> DOCUMENT EXTRACT
Most men don’t go hot and cold intentionally. It’s not a game or a grand manipulation. Only a highly insecure guy would resort to those sorts of tactics and that’s not someone you really want to be involved with.

Most of the time, hot and cold behavior manifests from unconscious feelings. This is why a guy may have a hard time giving you a straight answer when you ask him why he’s acting this way … it’s because he doesn’t really know!

Here is what usually happens in these hot and cold situations. It’s usually not a case of him being hot and cold at all! Let me explain.

MORE: Why Guys Withdraw Emotionally

In the beginning, he starts off red hot. Men are competitive by nature and when he meets a girl he likes, his innate drives kick in and he pursues her. He brings his A-game and really steps up to win her over. He’s sweet, he’s attentive, he texts constantly, he is just so present and so there. Then things get a little more settled and it appears like his interest is waning.

He isn’t texting as much, other things have replaced you on the priority list. You wonder why he’s suddenly being so cold. What changed? The only thing you can think of is that he’s losing interest. And if you really like this guy, this will send you into a panic. You will go into overdrive trying to rectify the situation before it’s too late and he’s gone forever. Sadly, your attempts to fix things will actually end up creating a problem when there wasn’t one.

Most likely, he wasn’t losing interest in you, he was just settling into a more comfortable and natural daily routine. Texting someone all day and showering them with affection isn’t a natural routine. People have work and school and other obligations. In the beginning, he does it because he really wants to win you over. Once he’s “won” you, then he can be more himself. This doesn’t mean he doesn’t like you, it just means he’s more comfortable with you now and that’s a good thing!

> RECORDS TO USE
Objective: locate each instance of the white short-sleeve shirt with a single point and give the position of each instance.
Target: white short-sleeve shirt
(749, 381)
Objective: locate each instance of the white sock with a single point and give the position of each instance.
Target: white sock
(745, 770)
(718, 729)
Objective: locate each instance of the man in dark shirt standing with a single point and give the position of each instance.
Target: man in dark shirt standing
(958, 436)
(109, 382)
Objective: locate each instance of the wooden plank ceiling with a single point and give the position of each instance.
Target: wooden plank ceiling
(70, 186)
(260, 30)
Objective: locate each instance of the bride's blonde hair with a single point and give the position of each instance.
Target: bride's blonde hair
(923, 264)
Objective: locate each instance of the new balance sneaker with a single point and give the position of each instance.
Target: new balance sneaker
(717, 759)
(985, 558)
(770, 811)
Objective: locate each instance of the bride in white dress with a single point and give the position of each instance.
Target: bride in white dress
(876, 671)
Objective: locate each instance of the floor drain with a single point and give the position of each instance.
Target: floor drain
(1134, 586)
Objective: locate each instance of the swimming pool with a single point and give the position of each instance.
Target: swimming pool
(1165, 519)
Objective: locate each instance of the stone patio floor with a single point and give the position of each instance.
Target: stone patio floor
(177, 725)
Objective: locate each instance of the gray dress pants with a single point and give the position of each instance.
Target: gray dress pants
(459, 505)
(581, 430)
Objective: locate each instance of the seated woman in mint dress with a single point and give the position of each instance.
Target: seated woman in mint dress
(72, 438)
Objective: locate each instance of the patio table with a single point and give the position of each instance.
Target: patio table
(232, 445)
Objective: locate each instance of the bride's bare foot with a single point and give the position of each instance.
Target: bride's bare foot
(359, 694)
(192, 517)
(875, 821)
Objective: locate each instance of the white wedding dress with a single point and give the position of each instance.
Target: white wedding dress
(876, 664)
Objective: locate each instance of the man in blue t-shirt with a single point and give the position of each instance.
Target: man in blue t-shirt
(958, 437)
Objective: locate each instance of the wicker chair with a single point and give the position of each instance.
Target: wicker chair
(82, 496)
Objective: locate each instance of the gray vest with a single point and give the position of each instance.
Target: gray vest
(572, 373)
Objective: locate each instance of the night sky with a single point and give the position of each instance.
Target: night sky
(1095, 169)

> EXERCISE TASKS
**1.** Convert everything in the entries from the line containing "Objective: locate each instance of the patio" down to the last line of the entries into a numbered list, omitting any blank lines.
**2.** Carry on the passage about men's hot and cold behavior, starting after its final sentence.

> ANSWERS BELOW
**1.**
1. Objective: locate each instance of the patio table with a single point and give the position of each instance.
2. Target: patio table
3. (232, 445)
4. Objective: locate each instance of the bride's bare foot with a single point and give the position of each instance.
5. Target: bride's bare foot
6. (359, 694)
7. (192, 517)
8. (875, 821)
9. Objective: locate each instance of the white wedding dress with a single point and give the position of each instance.
10. Target: white wedding dress
11. (876, 664)
12. Objective: locate each instance of the man in blue t-shirt with a single point and give the position of each instance.
13. Target: man in blue t-shirt
14. (958, 437)
15. Objective: locate each instance of the wicker chair with a single point and give the position of each instance.
16. Target: wicker chair
17. (82, 496)
18. Objective: locate each instance of the gray vest with a single point and give the position of each instance.
19. Target: gray vest
20. (572, 373)
21. Objective: locate each instance of the night sky with a single point and give the position of each instance.
22. Target: night sky
23. (1095, 169)

**2.**
MORE: Why Men Pull Away in the Early Stages

That is essentially the switch women feel. The one that appears like he’s gone from hot to cold. It’s the transition from him pursuing you to settling in and just being with you.

But that’s not the only explanation…

Here Is The Real Deal On Why Men Run Hot and Cold

Here are some of the most common reasons behind a man’s hot and cold behavior.

1. Something outside of the relationship is bothering him.

Sometimes he has stuff going on in his life that’s taking his attention away from the relationship. This is usually the number one reason a man will pull away or withdraw from a relationship. Men deal with stress and difficulties differently than most women. Men typically prefer to retreat and work things out internally rather than talking about it and seeking others out for comfort.

The best thing you can do is just do nothing. Give him the space he needs and just focus on your own life. Men are not in a headspace to be compassionate and loving when they are stressed and off balance and it will be very hard for you not to take his behavior personally. Try to remember that it has nothing to do with you and once he gets a handle on whatever the issues is he’ll that sweet and loving guy again. But only if you respect his need for space! This is a huge mistake most women make.

The more you squeeze him, the more pressure he’ll feel and he’ll really start to pull away and lose interest in you.

MORE: 3 Steps to Stop a Man From Withdrawing

2. He wants to slow things down.

Like I mentioned earlier, a man will often go full force in the beginning because he’s trying to win you over. Once he’s won you over, he’ll pull back a little to slow things down. He can’t keep up the momentum that he started off with because then the relationship would move at lightning speed and that’s not a healthy pace for a relationship.

So he settles into a more comfortable routine, and that often means he is slightly less engaged in the relationship. It may look like he’s losing interest, but he’s really just trying to get to know you on a real level. The beginning of a relationship isn’t real. It’s all potential and chemistry and flirty banter. The real part comes a little later and that’s what lays the foundation for having a healthy, lasting relationship.

MORE: Signs He’s Pulling Away From You (And What to Do About It)

3. He just doesn’t like you enough.

This one stings. No one wants this to be the truth. It’s our worst-case scenario and unfortunately, sometimes it’s just the reality.

He just doesn’t know how he feels about you. At the root of his hot and cold behavior is a whopping dose of uncertainty. He thinks you’re attractive, he enjoys your company, he thinks you’re a wonderful person, but something just isn’t fully clicking for him. There are days when he thinks, “Wow, she’s really cool! Maybe she is something I can settle down with…”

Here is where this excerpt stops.